[Dataset entries]
■ ■ ■ ■ ■ ■ ■

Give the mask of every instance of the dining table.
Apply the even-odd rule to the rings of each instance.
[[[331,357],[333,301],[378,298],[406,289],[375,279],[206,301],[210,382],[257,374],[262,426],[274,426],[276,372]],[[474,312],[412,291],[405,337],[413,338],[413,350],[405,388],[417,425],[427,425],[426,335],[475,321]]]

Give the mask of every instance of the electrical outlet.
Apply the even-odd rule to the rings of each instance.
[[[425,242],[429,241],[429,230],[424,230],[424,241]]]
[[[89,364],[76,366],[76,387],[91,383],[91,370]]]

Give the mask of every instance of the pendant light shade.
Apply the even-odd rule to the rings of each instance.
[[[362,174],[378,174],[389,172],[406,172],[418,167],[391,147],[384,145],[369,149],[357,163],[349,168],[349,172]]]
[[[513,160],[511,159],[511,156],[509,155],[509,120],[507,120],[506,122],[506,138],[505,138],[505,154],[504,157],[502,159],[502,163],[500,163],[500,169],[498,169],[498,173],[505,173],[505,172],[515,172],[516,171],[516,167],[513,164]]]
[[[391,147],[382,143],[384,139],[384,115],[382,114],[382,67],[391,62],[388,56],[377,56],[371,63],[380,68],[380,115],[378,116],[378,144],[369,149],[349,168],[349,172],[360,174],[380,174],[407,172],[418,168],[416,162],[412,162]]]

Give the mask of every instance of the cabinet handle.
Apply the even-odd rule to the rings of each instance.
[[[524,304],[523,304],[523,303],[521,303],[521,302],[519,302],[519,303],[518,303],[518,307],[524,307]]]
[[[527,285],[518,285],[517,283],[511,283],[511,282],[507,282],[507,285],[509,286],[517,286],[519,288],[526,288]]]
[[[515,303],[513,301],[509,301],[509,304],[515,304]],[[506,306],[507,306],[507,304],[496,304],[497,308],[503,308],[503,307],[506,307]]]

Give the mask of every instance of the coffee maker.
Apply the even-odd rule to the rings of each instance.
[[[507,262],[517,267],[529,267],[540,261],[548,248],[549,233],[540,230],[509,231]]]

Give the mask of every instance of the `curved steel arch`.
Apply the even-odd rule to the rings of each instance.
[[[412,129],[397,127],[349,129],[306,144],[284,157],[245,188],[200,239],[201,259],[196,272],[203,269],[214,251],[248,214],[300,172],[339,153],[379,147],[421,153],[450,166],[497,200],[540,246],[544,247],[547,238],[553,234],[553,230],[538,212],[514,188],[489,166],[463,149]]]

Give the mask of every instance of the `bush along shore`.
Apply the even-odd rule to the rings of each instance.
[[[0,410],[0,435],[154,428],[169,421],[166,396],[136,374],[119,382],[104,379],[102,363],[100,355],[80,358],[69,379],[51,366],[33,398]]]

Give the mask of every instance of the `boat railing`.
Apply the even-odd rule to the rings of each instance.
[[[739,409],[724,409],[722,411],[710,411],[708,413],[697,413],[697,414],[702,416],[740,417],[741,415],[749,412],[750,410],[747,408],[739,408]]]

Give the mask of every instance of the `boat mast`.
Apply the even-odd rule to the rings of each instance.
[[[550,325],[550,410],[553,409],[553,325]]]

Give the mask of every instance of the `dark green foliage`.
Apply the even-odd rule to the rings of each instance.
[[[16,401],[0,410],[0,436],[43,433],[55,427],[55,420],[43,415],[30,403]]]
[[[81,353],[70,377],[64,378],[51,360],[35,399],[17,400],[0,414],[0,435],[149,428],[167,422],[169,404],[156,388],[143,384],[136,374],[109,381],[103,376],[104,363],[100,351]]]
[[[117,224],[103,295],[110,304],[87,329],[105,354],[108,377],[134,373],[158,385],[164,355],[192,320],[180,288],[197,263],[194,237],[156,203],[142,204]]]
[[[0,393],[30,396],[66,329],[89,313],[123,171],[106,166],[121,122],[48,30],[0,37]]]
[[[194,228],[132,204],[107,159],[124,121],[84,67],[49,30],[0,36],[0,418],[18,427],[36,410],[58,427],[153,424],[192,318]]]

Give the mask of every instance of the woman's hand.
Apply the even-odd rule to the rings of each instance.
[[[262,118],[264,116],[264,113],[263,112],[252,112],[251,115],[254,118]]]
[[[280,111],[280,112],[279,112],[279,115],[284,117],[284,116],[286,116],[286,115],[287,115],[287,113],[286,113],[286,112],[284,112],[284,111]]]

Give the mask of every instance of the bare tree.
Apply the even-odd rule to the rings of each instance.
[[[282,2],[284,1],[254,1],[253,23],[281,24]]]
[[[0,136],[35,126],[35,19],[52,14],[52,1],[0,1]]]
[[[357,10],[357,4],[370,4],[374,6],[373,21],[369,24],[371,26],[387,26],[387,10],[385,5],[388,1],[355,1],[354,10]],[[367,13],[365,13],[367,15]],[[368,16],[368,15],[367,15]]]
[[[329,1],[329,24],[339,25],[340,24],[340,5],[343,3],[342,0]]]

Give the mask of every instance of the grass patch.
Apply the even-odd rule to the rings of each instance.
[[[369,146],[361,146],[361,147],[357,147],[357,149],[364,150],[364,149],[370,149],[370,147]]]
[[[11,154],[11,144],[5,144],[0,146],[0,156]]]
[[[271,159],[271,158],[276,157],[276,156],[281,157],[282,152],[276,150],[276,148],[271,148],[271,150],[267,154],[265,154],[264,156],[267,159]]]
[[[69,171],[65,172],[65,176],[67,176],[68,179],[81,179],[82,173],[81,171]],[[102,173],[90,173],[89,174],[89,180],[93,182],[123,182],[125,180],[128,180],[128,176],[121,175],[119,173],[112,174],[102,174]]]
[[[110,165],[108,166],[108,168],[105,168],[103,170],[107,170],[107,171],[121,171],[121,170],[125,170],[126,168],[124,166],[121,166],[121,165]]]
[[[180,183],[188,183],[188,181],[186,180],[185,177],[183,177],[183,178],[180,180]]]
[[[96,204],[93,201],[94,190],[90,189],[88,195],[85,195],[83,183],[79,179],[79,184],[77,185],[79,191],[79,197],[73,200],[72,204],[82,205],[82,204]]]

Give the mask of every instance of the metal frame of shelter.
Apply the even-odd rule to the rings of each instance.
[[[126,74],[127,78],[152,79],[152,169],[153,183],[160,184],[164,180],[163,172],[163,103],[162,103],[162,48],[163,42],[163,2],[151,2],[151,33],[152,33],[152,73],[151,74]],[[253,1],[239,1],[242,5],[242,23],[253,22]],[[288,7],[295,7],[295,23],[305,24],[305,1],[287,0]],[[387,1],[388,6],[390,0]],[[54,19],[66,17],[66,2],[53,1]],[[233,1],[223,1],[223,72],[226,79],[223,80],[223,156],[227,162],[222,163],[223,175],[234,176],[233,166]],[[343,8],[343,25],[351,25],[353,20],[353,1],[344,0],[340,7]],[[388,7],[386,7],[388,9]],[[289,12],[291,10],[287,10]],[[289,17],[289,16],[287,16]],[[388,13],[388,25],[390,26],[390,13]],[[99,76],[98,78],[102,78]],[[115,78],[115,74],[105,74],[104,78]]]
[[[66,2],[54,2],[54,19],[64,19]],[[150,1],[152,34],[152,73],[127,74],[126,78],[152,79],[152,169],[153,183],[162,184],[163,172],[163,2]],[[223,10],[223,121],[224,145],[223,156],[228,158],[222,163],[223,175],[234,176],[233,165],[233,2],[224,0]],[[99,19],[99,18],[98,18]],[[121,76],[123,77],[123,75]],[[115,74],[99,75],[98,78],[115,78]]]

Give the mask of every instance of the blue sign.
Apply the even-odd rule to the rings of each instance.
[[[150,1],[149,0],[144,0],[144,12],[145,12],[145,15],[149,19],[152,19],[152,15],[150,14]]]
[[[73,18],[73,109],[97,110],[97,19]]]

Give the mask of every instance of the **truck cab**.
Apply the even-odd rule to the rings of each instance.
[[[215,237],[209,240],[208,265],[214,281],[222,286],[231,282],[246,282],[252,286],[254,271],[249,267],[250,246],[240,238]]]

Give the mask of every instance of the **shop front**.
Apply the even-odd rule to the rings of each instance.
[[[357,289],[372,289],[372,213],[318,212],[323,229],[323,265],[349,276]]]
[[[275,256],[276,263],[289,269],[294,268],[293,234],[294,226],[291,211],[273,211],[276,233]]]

■ ■ ■ ■ ■ ■ ■

About this exercise
Check each line of the records above for the word "boat", count the lines that have it, and give only the count.

Task result
2